• YOUR TASK: Continue the post on predication in Grice, humans, and animal thought from the point where it stops.

─── GIVEN PASSAGE ───

Predication in Grice, humans, and animal thought

We were discussing, elsewhere, the bird's squawk, as analysed in Green et al, "Lionspeak", online:

Green et al postulate the transcription:

"Hawk"

We were playing with variants here, and I offered

Hawk-near

to which Kramer aptly made the further point:

Danger-hawk.


---- To clarify my point, if a point it was: I was concerned with Grice's constructivist account of propositions in "Reply to Richards" (this blog, sometime in the past). He notes that it should display a canonical subject-predicate format.

This relates to his alpha-beta example,

"The dog is shaggy" (Grice's shaggy-dog story, as I call it).

alpha: the dog, Jones's dog, Fido.
beta: shaggy, i.e. long-haired.

He focuses on 'predication' -- it's like an intersection of classes alla Venn: the class of long-haired things, and the class of "Fido".

When transferring that account to Green on

Hawk!

I thought something was notably missing. There was reference alright: 'hawk' refers to 'hawk'. But I thought the squawk was yet not properly predicative.

So I suggested, alla J. Bennett, Linguistic Behaviour, last chapters (Cambridge Univ. Press, 1973):

hawk-near

My point was merely to illustrate how the utterer would

refer to an item in the environment

and

predicate a 'feature' (hawk is near, hawk is dangerous) to the item.

─── MATERIAL SHOWN ───

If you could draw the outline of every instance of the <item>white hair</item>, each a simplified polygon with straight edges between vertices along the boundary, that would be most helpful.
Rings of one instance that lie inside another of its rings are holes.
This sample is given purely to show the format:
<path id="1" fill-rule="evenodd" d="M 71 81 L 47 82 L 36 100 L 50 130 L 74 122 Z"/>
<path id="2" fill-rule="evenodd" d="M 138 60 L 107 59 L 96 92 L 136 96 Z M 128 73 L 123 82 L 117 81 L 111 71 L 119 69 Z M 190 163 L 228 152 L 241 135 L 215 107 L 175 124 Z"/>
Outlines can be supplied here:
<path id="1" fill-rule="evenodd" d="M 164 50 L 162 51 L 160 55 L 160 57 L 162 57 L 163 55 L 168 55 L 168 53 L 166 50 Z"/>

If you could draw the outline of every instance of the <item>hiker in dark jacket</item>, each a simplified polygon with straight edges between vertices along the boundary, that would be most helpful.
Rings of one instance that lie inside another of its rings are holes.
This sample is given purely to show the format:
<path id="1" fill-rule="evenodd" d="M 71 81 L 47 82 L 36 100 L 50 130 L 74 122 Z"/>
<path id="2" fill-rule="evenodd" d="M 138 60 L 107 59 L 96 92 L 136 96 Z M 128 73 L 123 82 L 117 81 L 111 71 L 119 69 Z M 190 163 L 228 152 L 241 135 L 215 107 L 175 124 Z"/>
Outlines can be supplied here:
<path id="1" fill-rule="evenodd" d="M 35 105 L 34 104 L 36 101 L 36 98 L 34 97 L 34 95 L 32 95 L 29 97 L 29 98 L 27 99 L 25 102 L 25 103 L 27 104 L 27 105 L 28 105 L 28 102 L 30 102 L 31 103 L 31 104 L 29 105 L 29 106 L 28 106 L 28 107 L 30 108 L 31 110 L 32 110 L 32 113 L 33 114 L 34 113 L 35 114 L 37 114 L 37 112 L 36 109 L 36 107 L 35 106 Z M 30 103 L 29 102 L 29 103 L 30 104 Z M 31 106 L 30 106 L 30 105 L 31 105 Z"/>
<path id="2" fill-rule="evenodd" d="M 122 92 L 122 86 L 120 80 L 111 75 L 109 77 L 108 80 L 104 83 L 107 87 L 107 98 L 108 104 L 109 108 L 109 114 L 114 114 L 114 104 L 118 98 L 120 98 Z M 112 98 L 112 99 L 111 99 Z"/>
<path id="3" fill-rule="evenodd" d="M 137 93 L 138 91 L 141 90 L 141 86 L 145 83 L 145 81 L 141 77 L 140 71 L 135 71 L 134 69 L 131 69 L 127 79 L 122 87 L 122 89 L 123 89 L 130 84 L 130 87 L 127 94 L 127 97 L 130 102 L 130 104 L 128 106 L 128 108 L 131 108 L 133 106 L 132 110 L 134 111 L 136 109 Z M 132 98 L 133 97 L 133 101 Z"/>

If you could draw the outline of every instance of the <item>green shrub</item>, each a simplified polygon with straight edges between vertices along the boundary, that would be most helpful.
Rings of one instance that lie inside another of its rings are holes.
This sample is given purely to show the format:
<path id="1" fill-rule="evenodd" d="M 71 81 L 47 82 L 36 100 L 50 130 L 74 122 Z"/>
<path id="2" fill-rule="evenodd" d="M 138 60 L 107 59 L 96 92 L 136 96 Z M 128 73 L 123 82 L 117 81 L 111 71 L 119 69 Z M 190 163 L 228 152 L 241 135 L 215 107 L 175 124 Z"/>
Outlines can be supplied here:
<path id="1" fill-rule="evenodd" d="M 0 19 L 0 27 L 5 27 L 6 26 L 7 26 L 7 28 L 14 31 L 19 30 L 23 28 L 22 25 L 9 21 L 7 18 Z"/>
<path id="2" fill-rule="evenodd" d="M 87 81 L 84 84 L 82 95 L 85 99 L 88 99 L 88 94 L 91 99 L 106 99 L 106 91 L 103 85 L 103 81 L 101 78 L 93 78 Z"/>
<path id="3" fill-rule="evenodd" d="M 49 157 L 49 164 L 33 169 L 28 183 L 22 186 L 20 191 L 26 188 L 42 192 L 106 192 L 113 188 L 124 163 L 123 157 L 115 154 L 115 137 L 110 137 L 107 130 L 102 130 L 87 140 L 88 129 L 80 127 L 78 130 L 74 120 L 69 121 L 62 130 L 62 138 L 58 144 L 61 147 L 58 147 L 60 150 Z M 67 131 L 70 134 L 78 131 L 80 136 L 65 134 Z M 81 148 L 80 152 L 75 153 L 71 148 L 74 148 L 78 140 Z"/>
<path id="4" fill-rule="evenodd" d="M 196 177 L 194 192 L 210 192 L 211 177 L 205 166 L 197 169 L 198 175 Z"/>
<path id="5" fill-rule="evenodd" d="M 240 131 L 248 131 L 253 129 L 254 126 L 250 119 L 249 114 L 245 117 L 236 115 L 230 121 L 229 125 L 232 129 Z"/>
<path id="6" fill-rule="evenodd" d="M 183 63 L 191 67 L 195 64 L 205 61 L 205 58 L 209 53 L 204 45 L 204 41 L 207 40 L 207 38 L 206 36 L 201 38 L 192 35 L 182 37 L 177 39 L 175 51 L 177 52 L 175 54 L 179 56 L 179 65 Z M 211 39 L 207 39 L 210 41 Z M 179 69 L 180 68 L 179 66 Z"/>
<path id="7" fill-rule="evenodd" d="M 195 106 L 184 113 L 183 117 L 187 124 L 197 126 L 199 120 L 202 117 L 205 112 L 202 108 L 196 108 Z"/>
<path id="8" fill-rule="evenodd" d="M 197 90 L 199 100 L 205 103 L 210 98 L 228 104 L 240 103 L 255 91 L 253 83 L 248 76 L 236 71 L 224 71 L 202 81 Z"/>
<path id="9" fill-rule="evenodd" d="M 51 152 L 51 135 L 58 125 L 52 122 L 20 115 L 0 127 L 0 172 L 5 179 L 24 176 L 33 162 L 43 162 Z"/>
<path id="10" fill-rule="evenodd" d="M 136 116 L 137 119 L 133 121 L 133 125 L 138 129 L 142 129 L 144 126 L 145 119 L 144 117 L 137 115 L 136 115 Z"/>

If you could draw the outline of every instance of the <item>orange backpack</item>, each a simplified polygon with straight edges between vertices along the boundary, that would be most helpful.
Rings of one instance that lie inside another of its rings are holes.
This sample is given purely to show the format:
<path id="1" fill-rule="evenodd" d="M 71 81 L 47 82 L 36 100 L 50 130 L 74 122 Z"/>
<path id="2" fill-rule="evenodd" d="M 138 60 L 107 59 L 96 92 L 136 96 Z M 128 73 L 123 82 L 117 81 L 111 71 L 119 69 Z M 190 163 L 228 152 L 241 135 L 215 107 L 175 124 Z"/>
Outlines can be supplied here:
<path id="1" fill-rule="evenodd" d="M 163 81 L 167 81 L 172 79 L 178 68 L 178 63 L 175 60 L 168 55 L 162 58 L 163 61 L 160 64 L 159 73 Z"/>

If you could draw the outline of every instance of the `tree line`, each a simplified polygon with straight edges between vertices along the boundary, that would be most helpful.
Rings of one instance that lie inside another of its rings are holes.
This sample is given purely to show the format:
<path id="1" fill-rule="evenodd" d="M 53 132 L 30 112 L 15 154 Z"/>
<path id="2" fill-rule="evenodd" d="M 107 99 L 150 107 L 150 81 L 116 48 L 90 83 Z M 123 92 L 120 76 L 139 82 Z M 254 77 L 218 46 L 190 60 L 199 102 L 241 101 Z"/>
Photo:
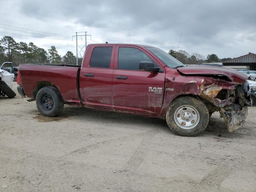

───

• RESPONSE BELOW:
I note that for the pigeon in Lewis Carroll, she utters:

"Serpent!"

which comes out to mean, "Egg-eater!" -- so one has to be careful about compositional analysis and it's grand to have Kramer's example of

"Chocolate!"

--- (as otiose)

and

"Fire!" as

providing a good opportunity for the punchline to a doubl-act:

"Why did you say "Fire!" when you fell on a vat of chocolate?
-- "Because uttering "Chocolate!" would have been _pointless_." Or stuff.


Or stuff.

1 comment:

  1. "Hawk-near" and "Danger-hawk" are interesting.

    "Danger-hawk" of course would be equivalent to the proposition:

    "The hawk is dangerous."

    So perhaps

    "Danger-near" is what the bird really _means_.